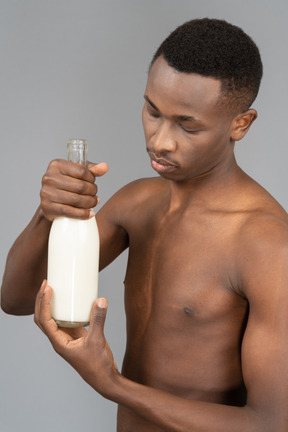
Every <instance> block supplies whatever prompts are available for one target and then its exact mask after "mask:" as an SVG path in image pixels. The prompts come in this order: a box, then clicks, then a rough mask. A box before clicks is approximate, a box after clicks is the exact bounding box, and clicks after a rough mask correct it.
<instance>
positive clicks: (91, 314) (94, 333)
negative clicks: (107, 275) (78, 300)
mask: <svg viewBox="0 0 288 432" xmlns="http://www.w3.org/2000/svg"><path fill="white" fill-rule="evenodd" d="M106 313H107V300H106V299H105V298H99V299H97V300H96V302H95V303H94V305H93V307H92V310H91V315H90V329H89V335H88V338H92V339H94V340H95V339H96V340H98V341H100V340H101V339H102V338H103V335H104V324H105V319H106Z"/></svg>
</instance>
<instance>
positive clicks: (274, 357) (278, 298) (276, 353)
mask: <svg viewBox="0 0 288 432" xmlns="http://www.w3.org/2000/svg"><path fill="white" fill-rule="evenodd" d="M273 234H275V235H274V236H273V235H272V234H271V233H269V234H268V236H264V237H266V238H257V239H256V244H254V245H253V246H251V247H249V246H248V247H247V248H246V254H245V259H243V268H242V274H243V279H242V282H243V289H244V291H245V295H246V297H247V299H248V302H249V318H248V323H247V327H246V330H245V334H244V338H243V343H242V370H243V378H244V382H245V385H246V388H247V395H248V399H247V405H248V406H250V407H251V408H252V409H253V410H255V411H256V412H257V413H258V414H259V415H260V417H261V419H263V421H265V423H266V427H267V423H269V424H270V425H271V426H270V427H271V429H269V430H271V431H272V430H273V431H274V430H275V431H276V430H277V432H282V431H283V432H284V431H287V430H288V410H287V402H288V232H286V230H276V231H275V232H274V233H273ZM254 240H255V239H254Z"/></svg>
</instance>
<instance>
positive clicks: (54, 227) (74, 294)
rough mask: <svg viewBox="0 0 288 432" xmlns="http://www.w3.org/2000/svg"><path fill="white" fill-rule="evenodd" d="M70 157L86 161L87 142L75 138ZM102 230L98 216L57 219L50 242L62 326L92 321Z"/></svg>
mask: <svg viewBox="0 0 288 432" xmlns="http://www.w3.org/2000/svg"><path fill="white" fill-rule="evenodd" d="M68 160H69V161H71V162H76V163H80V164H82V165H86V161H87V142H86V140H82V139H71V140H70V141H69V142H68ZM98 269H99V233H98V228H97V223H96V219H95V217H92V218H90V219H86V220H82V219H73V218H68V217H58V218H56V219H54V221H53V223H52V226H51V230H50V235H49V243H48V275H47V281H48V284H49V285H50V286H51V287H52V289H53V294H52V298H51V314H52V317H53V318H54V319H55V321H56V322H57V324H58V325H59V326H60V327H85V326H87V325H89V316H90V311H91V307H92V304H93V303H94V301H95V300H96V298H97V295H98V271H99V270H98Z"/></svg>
=-=-=
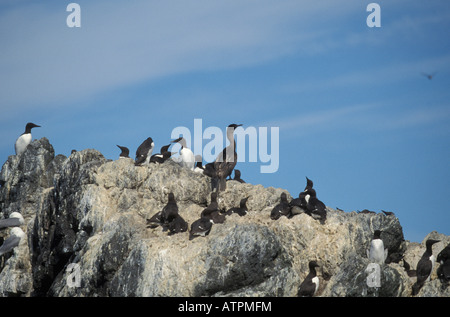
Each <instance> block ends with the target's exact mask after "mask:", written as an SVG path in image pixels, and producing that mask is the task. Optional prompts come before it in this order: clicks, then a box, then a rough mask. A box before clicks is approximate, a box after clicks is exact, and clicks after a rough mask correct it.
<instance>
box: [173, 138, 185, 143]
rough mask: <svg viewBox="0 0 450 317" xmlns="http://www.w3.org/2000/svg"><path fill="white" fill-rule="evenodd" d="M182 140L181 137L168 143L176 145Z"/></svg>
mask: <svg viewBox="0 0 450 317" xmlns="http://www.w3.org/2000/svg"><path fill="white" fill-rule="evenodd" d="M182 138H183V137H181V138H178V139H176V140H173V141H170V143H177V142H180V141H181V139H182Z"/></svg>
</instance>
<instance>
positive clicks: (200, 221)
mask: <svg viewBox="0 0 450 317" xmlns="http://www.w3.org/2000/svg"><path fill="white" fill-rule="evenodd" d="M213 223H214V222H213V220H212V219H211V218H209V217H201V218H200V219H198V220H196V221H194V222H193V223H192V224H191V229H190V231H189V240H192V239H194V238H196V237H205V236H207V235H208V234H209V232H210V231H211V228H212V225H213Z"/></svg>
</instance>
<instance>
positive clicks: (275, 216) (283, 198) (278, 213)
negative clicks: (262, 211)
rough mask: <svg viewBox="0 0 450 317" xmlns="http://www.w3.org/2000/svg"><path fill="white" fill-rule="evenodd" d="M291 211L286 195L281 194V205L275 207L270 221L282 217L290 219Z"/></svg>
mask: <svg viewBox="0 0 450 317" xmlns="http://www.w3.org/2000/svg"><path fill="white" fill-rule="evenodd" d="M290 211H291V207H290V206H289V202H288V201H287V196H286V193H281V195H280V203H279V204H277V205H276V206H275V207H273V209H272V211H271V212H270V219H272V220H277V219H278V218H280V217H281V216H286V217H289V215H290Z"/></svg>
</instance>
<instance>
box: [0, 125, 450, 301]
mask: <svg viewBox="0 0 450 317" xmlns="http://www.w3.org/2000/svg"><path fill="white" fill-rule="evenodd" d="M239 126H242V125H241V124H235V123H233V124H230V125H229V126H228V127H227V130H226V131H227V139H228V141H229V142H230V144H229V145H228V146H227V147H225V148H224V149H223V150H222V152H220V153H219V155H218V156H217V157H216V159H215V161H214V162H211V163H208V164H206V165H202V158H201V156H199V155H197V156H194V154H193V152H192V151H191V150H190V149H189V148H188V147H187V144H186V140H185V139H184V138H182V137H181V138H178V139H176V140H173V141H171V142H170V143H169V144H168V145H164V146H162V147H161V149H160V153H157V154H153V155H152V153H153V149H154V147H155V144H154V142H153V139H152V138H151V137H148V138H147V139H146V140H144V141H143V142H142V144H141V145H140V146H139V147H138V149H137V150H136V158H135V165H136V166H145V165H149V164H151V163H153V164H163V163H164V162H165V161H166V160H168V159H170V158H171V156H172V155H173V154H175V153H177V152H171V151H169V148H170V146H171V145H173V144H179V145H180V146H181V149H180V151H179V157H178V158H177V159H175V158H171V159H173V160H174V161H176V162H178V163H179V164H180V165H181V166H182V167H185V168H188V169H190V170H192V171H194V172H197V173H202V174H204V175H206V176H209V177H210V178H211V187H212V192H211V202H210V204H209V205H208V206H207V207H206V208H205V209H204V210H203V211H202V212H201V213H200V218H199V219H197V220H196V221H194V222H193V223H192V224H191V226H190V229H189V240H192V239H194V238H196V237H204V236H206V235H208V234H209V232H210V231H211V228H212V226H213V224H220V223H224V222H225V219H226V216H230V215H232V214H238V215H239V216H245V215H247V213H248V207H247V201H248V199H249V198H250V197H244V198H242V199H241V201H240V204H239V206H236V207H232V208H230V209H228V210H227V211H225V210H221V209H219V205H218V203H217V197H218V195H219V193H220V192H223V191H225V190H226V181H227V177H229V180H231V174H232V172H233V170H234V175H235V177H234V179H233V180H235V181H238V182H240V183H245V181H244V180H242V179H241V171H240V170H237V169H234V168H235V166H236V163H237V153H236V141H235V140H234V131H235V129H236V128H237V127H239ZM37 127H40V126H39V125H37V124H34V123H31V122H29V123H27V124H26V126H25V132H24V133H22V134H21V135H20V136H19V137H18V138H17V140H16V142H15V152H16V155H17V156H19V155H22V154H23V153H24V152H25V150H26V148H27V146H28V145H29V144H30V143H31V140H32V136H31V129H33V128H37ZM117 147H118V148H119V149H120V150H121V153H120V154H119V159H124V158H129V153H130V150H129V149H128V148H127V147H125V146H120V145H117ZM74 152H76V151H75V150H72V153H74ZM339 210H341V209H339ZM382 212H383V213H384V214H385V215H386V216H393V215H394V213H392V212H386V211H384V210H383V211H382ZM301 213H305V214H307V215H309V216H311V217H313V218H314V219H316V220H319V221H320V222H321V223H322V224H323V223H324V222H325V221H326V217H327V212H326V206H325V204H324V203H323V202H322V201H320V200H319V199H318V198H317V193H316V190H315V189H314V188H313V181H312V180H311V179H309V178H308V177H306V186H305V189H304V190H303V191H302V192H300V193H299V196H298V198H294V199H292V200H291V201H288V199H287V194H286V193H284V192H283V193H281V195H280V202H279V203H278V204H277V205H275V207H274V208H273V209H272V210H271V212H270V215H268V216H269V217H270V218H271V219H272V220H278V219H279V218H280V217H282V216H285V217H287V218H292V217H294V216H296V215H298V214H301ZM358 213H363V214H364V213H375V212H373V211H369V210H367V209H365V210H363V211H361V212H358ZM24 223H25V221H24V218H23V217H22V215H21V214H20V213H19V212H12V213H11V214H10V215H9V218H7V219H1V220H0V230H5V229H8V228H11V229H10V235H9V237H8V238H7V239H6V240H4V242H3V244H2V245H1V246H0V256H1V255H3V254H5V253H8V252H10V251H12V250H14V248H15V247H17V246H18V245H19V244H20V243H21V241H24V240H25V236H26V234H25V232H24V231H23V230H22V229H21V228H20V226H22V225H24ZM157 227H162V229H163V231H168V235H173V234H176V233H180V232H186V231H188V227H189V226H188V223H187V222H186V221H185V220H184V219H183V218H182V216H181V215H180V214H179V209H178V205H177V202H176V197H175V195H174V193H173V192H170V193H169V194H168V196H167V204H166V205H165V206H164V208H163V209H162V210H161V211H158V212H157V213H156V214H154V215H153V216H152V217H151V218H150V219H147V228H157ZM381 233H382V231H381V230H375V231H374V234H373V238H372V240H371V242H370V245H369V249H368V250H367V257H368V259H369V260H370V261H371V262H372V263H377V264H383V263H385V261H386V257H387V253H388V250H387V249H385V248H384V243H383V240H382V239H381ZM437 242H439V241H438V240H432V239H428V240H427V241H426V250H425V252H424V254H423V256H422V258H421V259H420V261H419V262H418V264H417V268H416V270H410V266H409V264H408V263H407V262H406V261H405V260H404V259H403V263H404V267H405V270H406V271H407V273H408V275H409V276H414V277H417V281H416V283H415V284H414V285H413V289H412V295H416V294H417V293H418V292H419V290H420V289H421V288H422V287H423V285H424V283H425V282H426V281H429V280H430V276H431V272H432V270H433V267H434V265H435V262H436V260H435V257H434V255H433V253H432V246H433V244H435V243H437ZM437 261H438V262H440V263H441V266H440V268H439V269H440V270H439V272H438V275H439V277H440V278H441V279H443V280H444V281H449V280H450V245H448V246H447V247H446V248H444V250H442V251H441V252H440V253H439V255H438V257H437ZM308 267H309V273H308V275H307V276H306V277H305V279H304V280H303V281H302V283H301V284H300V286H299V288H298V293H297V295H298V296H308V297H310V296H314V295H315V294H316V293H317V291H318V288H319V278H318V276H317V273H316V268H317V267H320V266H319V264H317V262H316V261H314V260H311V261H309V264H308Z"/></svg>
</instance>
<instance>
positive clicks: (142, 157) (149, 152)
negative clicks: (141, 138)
=-=-=
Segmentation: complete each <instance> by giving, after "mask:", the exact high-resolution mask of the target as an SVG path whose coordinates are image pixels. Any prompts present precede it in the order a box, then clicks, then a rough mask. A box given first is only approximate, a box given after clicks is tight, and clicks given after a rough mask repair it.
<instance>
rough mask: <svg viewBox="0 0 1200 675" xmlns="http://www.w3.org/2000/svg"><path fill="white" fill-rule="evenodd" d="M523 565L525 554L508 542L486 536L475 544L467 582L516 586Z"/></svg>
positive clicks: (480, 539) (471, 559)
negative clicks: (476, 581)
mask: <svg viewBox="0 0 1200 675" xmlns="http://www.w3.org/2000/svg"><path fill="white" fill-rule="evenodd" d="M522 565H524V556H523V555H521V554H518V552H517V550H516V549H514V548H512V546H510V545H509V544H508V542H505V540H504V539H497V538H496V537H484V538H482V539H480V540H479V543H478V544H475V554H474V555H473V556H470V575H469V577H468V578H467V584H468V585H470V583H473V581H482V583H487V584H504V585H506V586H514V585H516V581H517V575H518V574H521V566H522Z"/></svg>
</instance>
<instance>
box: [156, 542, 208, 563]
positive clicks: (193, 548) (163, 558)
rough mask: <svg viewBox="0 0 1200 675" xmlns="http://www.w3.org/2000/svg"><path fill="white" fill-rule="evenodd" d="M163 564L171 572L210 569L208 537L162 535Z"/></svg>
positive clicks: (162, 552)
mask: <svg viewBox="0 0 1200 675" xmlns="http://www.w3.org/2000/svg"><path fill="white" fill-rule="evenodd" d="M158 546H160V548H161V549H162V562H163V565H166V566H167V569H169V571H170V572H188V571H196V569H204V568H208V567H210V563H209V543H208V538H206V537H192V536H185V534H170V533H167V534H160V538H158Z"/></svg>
=-=-=
Exercise description:
Gather every line in the entries above that contains the word "negative", copying each line in full.

Response to this task:
negative clicks: (107, 275) (78, 300)
negative clicks: (262, 211)
negative clicks: (141, 138)
negative clicks: (476, 581)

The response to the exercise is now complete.